TEXT PASSAGE –

Monthly Archives: November 2010

Cal. Appeals affirms dismissal without leave to amend of IP conversion claim

Filed under Conversion of IP, Preemption

Karls v. Wachovia Trust Company, et al., CGC-09-487535 (Cal. 1st App. October 27, 2010) (unpublished).

The plaintiff allegedly devised a corporate tax strategy. By some means not alleged, defendants came upon plaintiff‘s idea and used it to obtain foreign tax credits. Plaintiff brought a single claim for conversion, seeking compensatory damages in the amount of tax credit that the defendants were able to claim as a result of their use of plaintiff‘s idea and punitive damages. Defendant Wachovia filed a demurrer, and Wells Fargo filed a motion for judgment on the pleadings, both of which were granted without leave to amend.

The defendants asserted that the complaint must be dismissed because it only alleged conversion of an idea, and because the plaintiff did not allege how defendants have substantially interfered with plaintiff‘s dominion over his own idea. The plaintiff argued that the conversion claim was proper because the tax structure was too complicated to be comprehended separate from the paper on which it was written. The plaintiff argued that, like Leonaro da Vinci‘s painting The Mona Lisa, the tax structure was an idea that could not be understood without reference to the tangible written presentation that he prepared prior to defendant‘s alleged conversion.

STATED TASK 1 –
Answer these questions using the case summary:
(a) What single claim did the plaintiff bring?
(b) What did Wells Fargo file?
(c) What did the defendants allegedly use the plaintiff's idea to obtain?
STATED TASK 2 –
Reproduce the part of the case summary starting with "Monthly Archives: November" and going on through "27, 2010) (unpublished).".
STATED TASK 3 –
List every type of court filing that the case summary mentions.

EXCERPTED DATA –

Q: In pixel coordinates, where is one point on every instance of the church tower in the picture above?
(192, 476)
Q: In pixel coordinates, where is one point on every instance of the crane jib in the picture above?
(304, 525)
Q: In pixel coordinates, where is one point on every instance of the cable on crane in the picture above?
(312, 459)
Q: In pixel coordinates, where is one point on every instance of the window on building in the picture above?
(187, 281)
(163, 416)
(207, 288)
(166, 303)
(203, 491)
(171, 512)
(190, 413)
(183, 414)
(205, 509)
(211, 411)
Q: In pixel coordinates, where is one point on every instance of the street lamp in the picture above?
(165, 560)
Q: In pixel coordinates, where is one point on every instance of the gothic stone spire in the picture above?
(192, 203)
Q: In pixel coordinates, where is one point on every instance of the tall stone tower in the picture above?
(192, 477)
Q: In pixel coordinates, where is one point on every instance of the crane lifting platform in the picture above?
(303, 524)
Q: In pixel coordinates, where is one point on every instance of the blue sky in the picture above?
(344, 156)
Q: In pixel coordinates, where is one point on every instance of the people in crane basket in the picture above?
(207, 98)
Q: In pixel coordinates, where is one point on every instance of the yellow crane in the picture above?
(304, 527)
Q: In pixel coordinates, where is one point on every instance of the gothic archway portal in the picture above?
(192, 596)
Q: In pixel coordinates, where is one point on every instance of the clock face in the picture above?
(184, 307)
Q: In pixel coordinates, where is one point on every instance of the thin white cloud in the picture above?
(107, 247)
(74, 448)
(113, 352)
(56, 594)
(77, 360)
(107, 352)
...
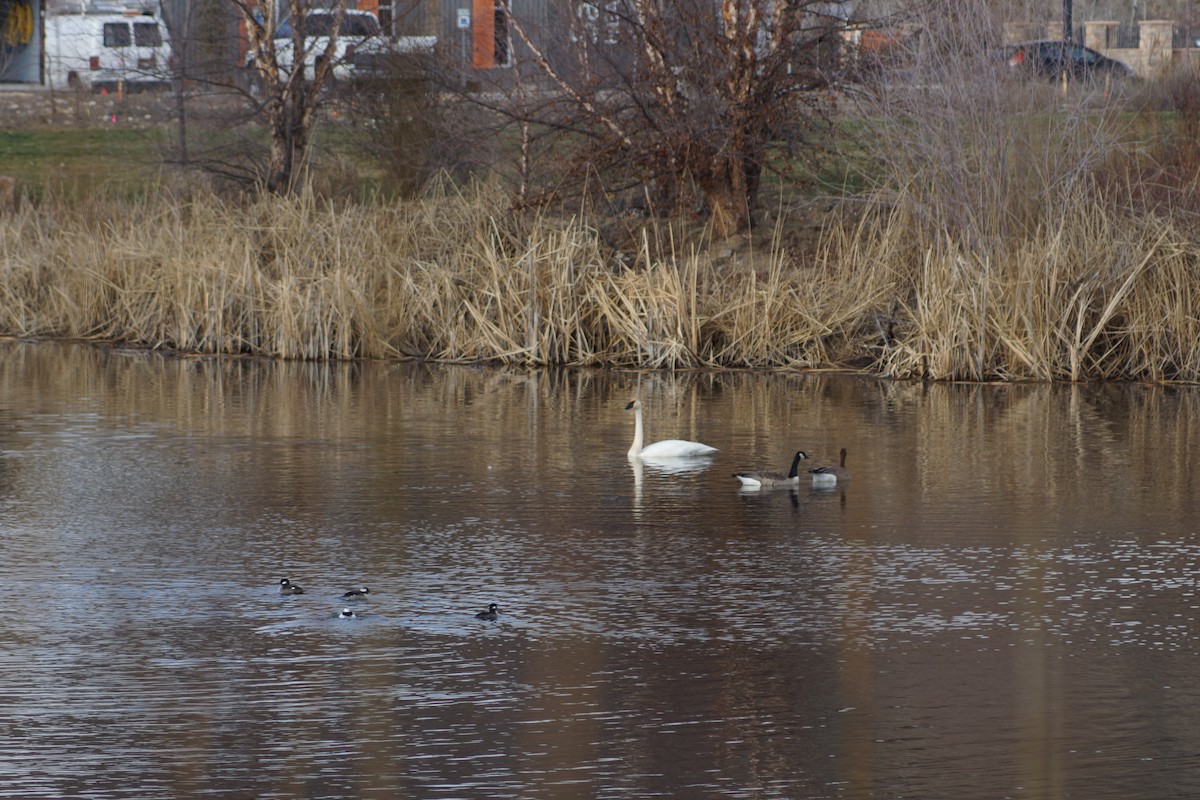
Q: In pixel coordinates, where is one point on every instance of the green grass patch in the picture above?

COMPLETE RESPONSE 1 –
(a) A claim for conversion.
(b) A motion for judgment on the pleadings.
(c) Foreign tax credits.

COMPLETE RESPONSE 2 –
Monthly Archives: November 2010

Cal. Appeals affirms dismissal without leave to amend of IP conversion claim

Filed under Conversion of IP, Preemption

Karls v. Wachovia Trust Company, et al., CGC-09-487535 (Cal. 1st App. October 27, 2010) (unpublished).

COMPLETE RESPONSE 3 –
- Complaint
- Demurrer
- Motion for judgment on the pleadings